__TEXT PROVIDED__:
# # # # # # #

I really like this pattern of configuring plugins using SQL queries, where the returned column names have special meaning that is interpreted by the plugin. datasette-atom and datasette-ics use a similar trick.

I expanded datasette-media with a few other related features:

  • Return a content_url column and it will proxy content from that URL
  • Set "enable_transform": true for a media bucket to enable ?w= and ?h= and ?format= parameters for transforming the image before it is served to the user
  • Return a content_filename column to set a download file name (in a content-disposition HTTP header) prompting the user’s browser to download the file

See the README or release notes for more details.

Also this week

I renamed datasette-insert-api to just datasette-insert, reflecting my plans to add non-API features to that plugin in the future.

# # # # # # #

__WORK INSTRUCTIONS__:
• a. In the post about datasette plugins, which returned column sets the name of a downloaded file?
• b. Pick up the post about datasette plugins right after its final sentence and keep writing.

__SOURCE MATERIAL__:
# # # # # # #

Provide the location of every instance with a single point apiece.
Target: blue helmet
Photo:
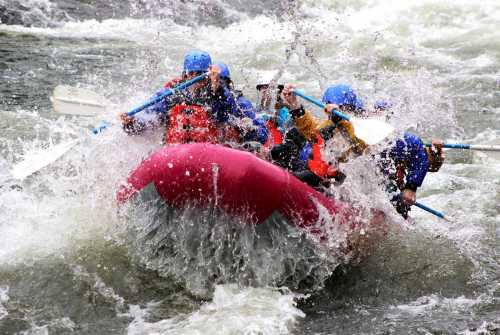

# # # # # # #

__EXPECTED RESPONSES__:
• a. The content_filename column.

• b.
In doing so I had to figure out how to rename a PyPI package such that dependent projects would continue to work. I ended up building a pypi-rename cookiecutter template encoding what I learned.

I enabled PostgreSQL full-text search for my blog’s Django Admin interface, and wrote a TIL on how I did it.

I added compound primary key support to db-to-sqlite, so now it can convert PostgreSQL or MySQL databases to SQLite if they use compound primary keys.

TIL this week

Releases this week

This is Fun with binary data and SQLite by Simon Willison, posted on 30th July 2020.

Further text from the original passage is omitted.